[Opening MATERIAL FOR THIS TASK section]

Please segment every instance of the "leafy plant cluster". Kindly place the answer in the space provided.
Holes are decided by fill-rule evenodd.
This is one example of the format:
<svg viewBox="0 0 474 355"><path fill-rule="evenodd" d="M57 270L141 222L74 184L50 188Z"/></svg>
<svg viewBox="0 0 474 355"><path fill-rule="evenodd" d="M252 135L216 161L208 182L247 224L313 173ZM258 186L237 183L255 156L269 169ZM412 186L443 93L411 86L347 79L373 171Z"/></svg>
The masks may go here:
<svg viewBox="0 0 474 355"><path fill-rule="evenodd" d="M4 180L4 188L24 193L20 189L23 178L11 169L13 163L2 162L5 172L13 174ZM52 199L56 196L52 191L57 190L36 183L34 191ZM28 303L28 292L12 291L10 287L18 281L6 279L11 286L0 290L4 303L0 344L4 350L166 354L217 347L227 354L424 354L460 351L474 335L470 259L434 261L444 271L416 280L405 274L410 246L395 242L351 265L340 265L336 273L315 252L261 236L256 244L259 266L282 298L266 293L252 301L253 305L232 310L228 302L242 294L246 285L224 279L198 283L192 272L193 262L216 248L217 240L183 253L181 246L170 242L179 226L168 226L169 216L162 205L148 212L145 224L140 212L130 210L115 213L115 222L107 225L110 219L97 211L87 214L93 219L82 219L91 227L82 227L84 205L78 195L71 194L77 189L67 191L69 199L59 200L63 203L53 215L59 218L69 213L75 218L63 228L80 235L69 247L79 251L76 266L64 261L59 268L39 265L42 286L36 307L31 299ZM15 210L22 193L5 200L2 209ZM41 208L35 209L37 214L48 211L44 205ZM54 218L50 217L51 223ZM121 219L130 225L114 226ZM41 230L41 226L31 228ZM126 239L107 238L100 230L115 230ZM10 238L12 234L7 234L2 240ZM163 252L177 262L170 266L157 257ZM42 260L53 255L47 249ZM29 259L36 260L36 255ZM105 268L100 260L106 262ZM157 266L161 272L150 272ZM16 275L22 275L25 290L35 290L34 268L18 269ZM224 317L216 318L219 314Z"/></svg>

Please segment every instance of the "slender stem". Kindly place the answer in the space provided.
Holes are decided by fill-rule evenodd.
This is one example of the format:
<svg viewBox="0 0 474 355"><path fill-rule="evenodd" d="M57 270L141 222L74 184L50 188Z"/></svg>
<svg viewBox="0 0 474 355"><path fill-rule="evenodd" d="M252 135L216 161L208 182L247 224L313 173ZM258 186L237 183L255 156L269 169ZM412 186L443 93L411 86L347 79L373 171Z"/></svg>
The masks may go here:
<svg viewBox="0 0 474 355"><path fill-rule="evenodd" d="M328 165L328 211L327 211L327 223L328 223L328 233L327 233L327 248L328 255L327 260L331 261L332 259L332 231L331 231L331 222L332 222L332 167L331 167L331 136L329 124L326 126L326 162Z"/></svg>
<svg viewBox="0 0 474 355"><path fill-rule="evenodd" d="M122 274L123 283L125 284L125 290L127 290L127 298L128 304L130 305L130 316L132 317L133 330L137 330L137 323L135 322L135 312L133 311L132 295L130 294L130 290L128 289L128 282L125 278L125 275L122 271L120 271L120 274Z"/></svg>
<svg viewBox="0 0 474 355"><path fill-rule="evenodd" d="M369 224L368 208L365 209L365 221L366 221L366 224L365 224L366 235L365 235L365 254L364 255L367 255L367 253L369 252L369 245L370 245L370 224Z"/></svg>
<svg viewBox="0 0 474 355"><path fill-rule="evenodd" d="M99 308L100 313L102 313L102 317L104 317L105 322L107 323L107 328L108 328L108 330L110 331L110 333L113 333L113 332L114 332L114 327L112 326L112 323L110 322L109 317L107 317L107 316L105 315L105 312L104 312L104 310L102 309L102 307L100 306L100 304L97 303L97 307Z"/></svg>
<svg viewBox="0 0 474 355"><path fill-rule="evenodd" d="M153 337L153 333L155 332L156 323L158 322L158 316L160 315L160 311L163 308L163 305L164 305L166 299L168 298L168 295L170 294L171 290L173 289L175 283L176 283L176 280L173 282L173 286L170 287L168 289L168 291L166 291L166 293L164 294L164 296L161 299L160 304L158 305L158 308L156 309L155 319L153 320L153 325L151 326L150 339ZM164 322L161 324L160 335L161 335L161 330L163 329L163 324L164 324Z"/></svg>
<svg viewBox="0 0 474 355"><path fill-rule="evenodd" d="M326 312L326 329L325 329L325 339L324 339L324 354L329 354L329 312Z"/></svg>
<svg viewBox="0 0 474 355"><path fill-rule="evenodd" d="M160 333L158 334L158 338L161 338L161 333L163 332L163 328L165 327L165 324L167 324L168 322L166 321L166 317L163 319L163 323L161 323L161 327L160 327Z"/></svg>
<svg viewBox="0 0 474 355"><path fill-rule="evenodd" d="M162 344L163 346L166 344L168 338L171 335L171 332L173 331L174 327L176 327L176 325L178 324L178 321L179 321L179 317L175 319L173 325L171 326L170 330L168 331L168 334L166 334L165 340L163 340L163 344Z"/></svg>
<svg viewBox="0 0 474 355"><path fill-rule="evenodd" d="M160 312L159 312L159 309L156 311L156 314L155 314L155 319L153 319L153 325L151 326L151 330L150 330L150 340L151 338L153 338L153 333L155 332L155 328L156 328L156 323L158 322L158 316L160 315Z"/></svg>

[Closing MATERIAL FOR THIS TASK section]

- [EXERCISE OBJECTIVE]: Filter the records above down to the lines containing "instance".

- [SOLUTION]:
Please segment every instance of the "leafy plant cluster". Kindly place the answer in the space provided.
Please segment every instance of the "slender stem". Kindly place the answer in the space provided.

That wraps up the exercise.